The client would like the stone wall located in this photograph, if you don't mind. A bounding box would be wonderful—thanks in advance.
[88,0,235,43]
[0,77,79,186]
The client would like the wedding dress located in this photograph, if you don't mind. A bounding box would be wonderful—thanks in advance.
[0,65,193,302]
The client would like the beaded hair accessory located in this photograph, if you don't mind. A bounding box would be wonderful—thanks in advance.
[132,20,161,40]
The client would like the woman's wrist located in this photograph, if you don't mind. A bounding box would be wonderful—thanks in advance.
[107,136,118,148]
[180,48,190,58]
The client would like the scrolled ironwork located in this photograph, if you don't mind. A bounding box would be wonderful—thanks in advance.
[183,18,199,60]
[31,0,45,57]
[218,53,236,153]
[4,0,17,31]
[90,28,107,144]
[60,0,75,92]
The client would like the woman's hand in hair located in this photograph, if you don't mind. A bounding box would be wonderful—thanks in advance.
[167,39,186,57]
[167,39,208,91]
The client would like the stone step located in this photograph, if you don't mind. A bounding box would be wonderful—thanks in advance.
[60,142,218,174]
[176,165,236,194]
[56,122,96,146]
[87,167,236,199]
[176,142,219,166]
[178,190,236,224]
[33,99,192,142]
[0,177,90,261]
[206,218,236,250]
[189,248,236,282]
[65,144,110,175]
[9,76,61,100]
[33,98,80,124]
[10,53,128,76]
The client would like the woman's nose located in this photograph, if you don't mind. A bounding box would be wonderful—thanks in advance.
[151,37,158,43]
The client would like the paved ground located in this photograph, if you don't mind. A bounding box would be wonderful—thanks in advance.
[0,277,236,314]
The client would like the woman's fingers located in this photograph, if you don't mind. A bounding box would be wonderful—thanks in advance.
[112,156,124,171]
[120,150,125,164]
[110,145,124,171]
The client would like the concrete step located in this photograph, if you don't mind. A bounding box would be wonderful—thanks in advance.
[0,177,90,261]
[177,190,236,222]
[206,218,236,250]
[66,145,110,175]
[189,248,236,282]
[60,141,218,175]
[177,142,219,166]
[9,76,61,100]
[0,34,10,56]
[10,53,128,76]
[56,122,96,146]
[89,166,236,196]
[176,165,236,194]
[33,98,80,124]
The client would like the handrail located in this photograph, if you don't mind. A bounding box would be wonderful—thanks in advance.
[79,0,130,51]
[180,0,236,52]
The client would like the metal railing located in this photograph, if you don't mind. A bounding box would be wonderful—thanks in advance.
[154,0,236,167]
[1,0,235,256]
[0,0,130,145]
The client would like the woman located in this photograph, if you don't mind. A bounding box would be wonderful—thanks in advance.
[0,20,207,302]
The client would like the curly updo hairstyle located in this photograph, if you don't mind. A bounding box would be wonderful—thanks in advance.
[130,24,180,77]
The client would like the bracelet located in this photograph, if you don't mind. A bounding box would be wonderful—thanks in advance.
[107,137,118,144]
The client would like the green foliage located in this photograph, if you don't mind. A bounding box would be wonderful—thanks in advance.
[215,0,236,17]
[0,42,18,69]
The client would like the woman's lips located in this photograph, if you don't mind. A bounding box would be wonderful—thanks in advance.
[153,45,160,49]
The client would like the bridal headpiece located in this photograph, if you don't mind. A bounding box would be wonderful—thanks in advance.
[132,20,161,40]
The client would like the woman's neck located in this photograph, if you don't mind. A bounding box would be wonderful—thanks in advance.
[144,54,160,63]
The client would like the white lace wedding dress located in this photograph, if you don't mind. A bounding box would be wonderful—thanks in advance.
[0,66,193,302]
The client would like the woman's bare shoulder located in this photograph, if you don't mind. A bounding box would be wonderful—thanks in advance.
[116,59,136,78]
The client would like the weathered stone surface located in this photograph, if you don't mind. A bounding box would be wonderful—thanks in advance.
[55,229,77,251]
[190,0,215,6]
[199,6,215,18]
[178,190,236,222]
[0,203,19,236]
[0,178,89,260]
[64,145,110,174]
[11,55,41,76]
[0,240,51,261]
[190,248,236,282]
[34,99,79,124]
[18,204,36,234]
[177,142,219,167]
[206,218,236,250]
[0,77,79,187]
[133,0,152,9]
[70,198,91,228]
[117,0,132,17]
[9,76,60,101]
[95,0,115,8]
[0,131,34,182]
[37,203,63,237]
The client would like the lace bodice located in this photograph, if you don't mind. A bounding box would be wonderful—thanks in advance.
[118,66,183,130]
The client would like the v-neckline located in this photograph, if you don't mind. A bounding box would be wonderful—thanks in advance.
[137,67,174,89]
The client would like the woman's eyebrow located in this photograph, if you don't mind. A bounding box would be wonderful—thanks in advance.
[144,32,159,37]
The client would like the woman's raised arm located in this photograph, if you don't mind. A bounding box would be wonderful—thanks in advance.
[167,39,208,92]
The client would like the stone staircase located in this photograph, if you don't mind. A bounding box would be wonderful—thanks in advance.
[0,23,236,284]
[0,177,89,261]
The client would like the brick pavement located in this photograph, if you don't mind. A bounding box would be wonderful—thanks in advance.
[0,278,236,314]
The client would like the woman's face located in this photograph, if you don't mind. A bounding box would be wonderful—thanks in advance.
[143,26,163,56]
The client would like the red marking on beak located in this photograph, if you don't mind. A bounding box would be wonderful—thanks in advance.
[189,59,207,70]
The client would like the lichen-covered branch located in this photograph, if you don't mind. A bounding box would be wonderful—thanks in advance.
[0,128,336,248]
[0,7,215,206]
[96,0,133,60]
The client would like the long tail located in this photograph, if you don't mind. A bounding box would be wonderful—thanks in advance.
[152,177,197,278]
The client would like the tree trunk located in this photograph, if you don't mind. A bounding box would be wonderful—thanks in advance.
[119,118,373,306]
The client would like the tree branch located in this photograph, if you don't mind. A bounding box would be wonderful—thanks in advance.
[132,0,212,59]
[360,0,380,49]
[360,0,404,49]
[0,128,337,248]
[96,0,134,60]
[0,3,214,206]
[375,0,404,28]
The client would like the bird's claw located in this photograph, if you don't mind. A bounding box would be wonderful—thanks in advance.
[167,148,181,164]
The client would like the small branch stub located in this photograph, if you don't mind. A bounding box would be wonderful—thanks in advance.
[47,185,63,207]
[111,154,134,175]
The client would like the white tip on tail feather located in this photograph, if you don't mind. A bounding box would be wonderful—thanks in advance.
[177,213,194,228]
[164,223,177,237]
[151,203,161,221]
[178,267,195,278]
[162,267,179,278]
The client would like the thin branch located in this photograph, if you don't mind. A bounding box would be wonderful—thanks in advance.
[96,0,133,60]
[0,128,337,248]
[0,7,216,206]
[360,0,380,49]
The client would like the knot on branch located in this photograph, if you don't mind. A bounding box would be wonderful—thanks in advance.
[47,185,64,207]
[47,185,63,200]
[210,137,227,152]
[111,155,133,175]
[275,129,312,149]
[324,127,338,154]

----------

Nothing in the records may be altered; restate them word for word.

The client would like the stone wall located in this photograph, if you don't mind. A bounding box would be wonderful—thanks in advance.
[88,0,235,43]
[0,77,79,186]
The client would like the wedding dress located in this photograph, if you don't mind. A bounding box would be wonderful—thanks in advance.
[0,65,193,302]
The client would like the beaded hair accessory located in this photograph, if you don't mind. A bounding box would be wonderful—thanks in advance.
[132,20,161,40]
The client would like the woman's wrist located in this photograph, if you don't mind. A bounding box would be wonderful—thanks in advance.
[107,136,118,148]
[180,48,190,58]
The client would like the scrolled ironwork located in this photograph, if you don't mind. A bounding box would be wonderful—thanks in advance.
[183,18,199,60]
[31,0,45,57]
[218,53,236,153]
[4,0,17,31]
[90,28,107,144]
[60,0,75,92]
The client would like the woman's hand in hair located in this photograph, if you don't mind. A bounding box would be wonderful—thanks in advance.
[167,39,186,57]
[167,39,208,91]
The client would like the stone step located in this photograph, if you don't mind. A bounding box would be wonderful—thanks in advance.
[60,142,218,174]
[176,165,236,194]
[56,122,96,146]
[87,167,236,199]
[176,142,219,166]
[178,190,236,224]
[33,99,192,142]
[0,177,90,261]
[206,218,236,250]
[189,248,236,282]
[65,144,110,175]
[9,76,61,100]
[33,98,80,124]
[10,53,128,76]
The client would like the woman's nose located in this photograph, if you don't mind. A bounding box would be wonderful—thanks in advance.
[151,37,158,43]
The client would like the paved ground located in this photograph, if you don't mind. A bounding box would be wonderful—thanks in advance.
[0,277,236,314]
The client would like the woman's fingers located in this photograph, if you don't mind. A bounding box would be wonderful—thanks in advance.
[112,156,124,171]
[120,150,125,164]
[110,145,124,171]
The client would like the concrete step located in this photograph, if you don't mind. A bounding box would be wonderful—thanks in advance.
[0,177,90,261]
[177,190,236,222]
[206,218,236,250]
[66,145,110,175]
[189,248,236,282]
[60,141,218,175]
[177,142,219,166]
[9,76,61,100]
[0,34,10,56]
[10,53,128,76]
[56,122,96,146]
[89,166,236,196]
[176,165,236,194]
[33,98,80,124]
The client would like the handrail located in this photograph, if you don't mind. A bounding box would be wonderful—thanks in advance.
[79,0,130,51]
[180,0,236,52]
The client would like the metal railing located in this photograph, if you don't mind. A bounding box would be wonderful—thanks in advance.
[154,0,236,167]
[1,0,235,256]
[0,0,130,145]
The client would like the woman located in this photograph, if you don't mind. A bounding box would be wonderful—thanks in advance.
[0,20,207,302]
The client would like the curly updo hairstyle located in this photograph, if you don't mind. A bounding box would be wonderful—thanks in advance.
[130,24,180,77]
The client would like the bracelet located in this photograph, if you don't mind. A bounding box would be wonderful—thanks in advance.
[107,137,118,144]
The client would like the green foliage located in this photograph, if you don't mind. A bounding box would be wonderful—thanks in advance.
[215,0,236,17]
[0,42,18,69]
The client would like the woman's lips located in this photograph, if you don't mind. A bounding box would be wonderful—thanks in advance.
[153,45,160,49]
The client would like the bridal headpiece located in this photograph, if you don't mind. A bounding box would be wonderful—thanks in advance.
[132,20,161,40]
The client would like the woman's neck located in this photograph, if you don't mind. A bounding box would be wonderful—thanks in advance.
[144,54,160,63]
The client would like the white lace wedding dress located in this photograph, if you don't mind. A bounding box would be wonderful—thanks in advance.
[0,66,193,302]
The client would like the woman's bare shoulder located in this photograph, if you don't mind. A bounding box would be wonderful—thanks in advance.
[116,59,136,78]
The client would like the weathered stone surface located in this photograph, if you don't mind. A bounding box would be wonderful—thanks in advance.
[55,229,77,251]
[190,0,215,6]
[199,6,215,18]
[178,190,236,222]
[0,203,19,236]
[0,178,89,260]
[64,145,110,174]
[11,55,41,76]
[0,240,51,261]
[190,248,236,282]
[34,99,79,124]
[18,204,36,234]
[177,142,219,167]
[206,218,236,250]
[0,77,79,187]
[133,0,152,9]
[70,198,91,228]
[117,0,132,17]
[9,76,60,101]
[95,0,115,8]
[0,131,34,182]
[37,203,63,237]
The client would like the lace bodice located in this photograph, if you don't mind. A bounding box would be wonderful—thanks in advance.
[118,66,183,130]
The client would like the v-neckline located in this photograph, if you don't mind. A bounding box would be wonderful—thanks in advance.
[137,67,174,89]
The client would like the woman's eyebrow located in this photograph, if you don't mind. A bounding box would be wonderful—thanks in advance.
[144,32,159,37]
The client would like the woman's raised arm located in this photograph, if you don't mind. A bounding box would be wonderful—thanks in advance.
[167,39,208,92]
The client would like the stone staircase located in this photograph, if you don't mind. A bounding box would be wonderful—thanks in advance.
[0,23,236,284]
[0,177,89,261]
The client would like the brick pavement located in this photograph, if you don't mind. A bounding box would be wonderful—thanks in advance.
[0,278,236,314]
The client would like the woman's face located in this photograph, if you don't mind. A bounding box would be wonderful—thanks in advance.
[143,26,163,56]
The client would like the red marking on beak located in this photograph, if you don't mind. A bounding box would be wonderful—thanks in advance.
[189,59,207,70]
The client would like the lichen-covered branch located in this photograph, if you don't mind. A bounding box would be wonderful—thanks in advance.
[0,128,336,248]
[0,7,215,206]
[96,0,133,60]
The client would like the long tail located in this photograph, if you don't mind. A bounding box would be wonderful—thanks in advance.
[152,177,197,278]
The client would like the tree trunk located in this photograph, if you don't mind. A bounding box would be wonderful—thanks in advance.
[119,118,373,306]
The client would like the tree branch located in this photograph, if you don't mind. A bounding box would be wonderful—thanks in advance.
[132,0,212,59]
[360,0,380,49]
[360,0,404,49]
[0,128,337,248]
[96,0,134,60]
[0,3,214,206]
[375,0,404,28]
The client would like the bird's claw located in this photograph, if you don't mind. A bounding box would be wonderful—thanks in advance.
[167,148,181,164]
The client would like the small branch stub located in this photograph, if you don't mind. A bounding box would be wonderful—thanks in advance.
[47,185,63,207]
[111,154,134,175]
The client would like the white tip on tail feather located in this photograph, if you don't mind. A bounding box would be wonderful—thanks in advance.
[177,213,194,228]
[164,223,177,237]
[151,203,161,221]
[178,267,195,278]
[162,267,179,278]
The client would like the thin branch located in this photograph, if you don't mind. A bounding box would be wonderful—thanks in advance.
[96,0,133,60]
[0,128,337,248]
[0,7,216,206]
[360,0,380,49]
The client would like the knot on branch located in this photograph, if you don't mind. A bounding box would be wonderful—thanks in advance.
[47,185,64,207]
[47,185,63,200]
[210,137,227,152]
[111,155,133,175]
[275,129,312,149]
[324,127,338,154]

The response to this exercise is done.